··· Available data ···

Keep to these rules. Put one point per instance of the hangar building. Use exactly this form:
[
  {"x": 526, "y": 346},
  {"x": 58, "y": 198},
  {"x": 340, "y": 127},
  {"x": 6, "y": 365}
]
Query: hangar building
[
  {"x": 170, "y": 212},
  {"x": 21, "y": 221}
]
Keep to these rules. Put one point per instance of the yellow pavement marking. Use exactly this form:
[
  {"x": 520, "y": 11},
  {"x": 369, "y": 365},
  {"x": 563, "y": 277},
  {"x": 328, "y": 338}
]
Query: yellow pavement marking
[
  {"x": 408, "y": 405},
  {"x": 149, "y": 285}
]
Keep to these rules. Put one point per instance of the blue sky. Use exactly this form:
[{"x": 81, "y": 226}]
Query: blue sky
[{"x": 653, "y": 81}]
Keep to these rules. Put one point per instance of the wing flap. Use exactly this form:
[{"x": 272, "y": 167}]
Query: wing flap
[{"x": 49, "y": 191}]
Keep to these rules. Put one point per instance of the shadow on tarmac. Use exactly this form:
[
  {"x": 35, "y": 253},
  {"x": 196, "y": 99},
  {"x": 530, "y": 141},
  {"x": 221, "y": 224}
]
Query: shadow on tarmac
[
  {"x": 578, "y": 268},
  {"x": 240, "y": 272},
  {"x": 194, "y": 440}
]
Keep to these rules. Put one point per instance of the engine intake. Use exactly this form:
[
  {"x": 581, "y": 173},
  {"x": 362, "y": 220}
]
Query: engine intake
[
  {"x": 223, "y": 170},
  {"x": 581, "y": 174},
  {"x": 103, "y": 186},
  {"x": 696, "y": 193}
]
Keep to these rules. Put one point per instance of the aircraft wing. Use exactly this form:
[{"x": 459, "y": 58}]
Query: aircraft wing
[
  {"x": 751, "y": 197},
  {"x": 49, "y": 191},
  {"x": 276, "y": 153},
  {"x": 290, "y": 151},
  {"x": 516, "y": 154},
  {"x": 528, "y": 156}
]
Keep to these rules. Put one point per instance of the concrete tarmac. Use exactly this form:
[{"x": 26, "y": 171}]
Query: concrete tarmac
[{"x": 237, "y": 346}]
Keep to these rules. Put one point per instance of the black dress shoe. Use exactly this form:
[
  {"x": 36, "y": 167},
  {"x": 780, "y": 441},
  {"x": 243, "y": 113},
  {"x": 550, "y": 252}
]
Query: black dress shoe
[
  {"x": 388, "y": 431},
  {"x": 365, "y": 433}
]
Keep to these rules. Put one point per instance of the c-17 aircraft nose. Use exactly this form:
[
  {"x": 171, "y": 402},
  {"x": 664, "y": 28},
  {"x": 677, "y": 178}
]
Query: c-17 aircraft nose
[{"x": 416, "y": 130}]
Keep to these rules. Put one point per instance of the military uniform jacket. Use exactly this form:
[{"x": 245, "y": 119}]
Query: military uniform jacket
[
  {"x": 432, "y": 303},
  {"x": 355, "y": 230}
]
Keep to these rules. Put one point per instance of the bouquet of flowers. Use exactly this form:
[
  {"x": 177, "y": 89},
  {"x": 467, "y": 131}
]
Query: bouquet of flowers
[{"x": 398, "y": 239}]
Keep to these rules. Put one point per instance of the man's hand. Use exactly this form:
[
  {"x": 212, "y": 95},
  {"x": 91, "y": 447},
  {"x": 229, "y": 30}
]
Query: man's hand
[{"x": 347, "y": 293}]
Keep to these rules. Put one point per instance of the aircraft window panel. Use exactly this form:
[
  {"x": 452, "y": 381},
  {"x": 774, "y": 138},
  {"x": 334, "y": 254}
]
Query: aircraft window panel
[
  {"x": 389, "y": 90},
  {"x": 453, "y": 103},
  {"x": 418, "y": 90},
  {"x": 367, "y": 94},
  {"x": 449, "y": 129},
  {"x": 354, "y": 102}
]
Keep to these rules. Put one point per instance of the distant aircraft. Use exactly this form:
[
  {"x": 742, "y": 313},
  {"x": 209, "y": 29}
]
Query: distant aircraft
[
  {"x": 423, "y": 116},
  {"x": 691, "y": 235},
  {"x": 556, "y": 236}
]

···

To be done. Please quote the data above in full, with no line missing.

Expected output.
Keep to these rules. Put one point per instance of the hangar building. Use exactly this form:
[
  {"x": 526, "y": 346},
  {"x": 58, "y": 198},
  {"x": 340, "y": 127},
  {"x": 6, "y": 365}
]
Query: hangar building
[
  {"x": 170, "y": 212},
  {"x": 21, "y": 221}
]
Keep to these rules. Put one point per instance of the yellow pavement marking. Use exactly this form:
[
  {"x": 520, "y": 11},
  {"x": 369, "y": 365},
  {"x": 563, "y": 277},
  {"x": 328, "y": 338}
]
Query: yellow pavement marking
[
  {"x": 408, "y": 405},
  {"x": 149, "y": 285}
]
Keep to these rules. Put one point per instance of the blue sky. Use exactly this form:
[{"x": 81, "y": 226}]
Query: blue sky
[{"x": 653, "y": 81}]
Keep to these rules. Put one point per instance of the wing flap. Use exactly this form:
[{"x": 272, "y": 167}]
Query: wing flap
[{"x": 49, "y": 191}]
Keep to these rules. Put one point per instance of the shadow on tarmac. Use exactly this form:
[
  {"x": 35, "y": 253},
  {"x": 196, "y": 99},
  {"x": 530, "y": 141},
  {"x": 221, "y": 224}
]
Query: shadow on tarmac
[
  {"x": 578, "y": 268},
  {"x": 240, "y": 272},
  {"x": 194, "y": 440}
]
Keep to these rules. Put one point per instance of the engine intake. Use exactly this form:
[
  {"x": 581, "y": 173},
  {"x": 362, "y": 220}
]
Query: engine intake
[
  {"x": 223, "y": 170},
  {"x": 581, "y": 174},
  {"x": 103, "y": 186},
  {"x": 696, "y": 193}
]
Keep to these rules. Put one point per instance of the aircraft wing. Use exactly this form:
[{"x": 459, "y": 58}]
Query: aircraft wing
[
  {"x": 751, "y": 197},
  {"x": 49, "y": 191},
  {"x": 276, "y": 153},
  {"x": 290, "y": 151},
  {"x": 516, "y": 154},
  {"x": 528, "y": 156}
]
Keep to these rules. Put one point per instance of the concrete tarmac. Use exactly this form:
[{"x": 26, "y": 171}]
Query: concrete tarmac
[{"x": 237, "y": 346}]
Keep to these rules. Put one point per instance of the black dress shoe. Use exactly this form:
[
  {"x": 36, "y": 167},
  {"x": 780, "y": 441},
  {"x": 243, "y": 113},
  {"x": 550, "y": 252}
]
Query: black dress shoe
[
  {"x": 388, "y": 431},
  {"x": 365, "y": 433}
]
Keep to these rules. Put one point per instance of the c-17 aircraft nose. Use exactly this form:
[
  {"x": 171, "y": 402},
  {"x": 664, "y": 28},
  {"x": 677, "y": 178}
]
Query: c-17 aircraft nose
[{"x": 416, "y": 130}]
Keep to these rules. Put one point per instance of the military uniform jacket. Use exactly this form:
[{"x": 245, "y": 119}]
Query: military uniform jacket
[
  {"x": 432, "y": 303},
  {"x": 355, "y": 230}
]
Keep to these rules. Put one point per instance of the bouquet of flowers. Use exactly this form:
[
  {"x": 177, "y": 89},
  {"x": 467, "y": 131}
]
Query: bouquet of flowers
[{"x": 398, "y": 239}]
Keep to these rules. Put one point per instance of the man's hand. Use exactly this form:
[
  {"x": 212, "y": 95},
  {"x": 91, "y": 447},
  {"x": 229, "y": 30}
]
Query: man's hand
[{"x": 347, "y": 293}]
Keep to these rules. Put one point per instance of the aircraft window panel. Use exactly this form:
[
  {"x": 452, "y": 381},
  {"x": 774, "y": 138},
  {"x": 334, "y": 254}
]
Query: aircraft window panel
[
  {"x": 389, "y": 90},
  {"x": 453, "y": 103},
  {"x": 418, "y": 90},
  {"x": 367, "y": 94},
  {"x": 449, "y": 129},
  {"x": 354, "y": 102}
]
Keep to these rules. Put one point per instance of the distant aircraft. Use exactly this form:
[
  {"x": 742, "y": 313},
  {"x": 209, "y": 29}
]
Query: distant aircraft
[
  {"x": 423, "y": 116},
  {"x": 691, "y": 235},
  {"x": 556, "y": 236}
]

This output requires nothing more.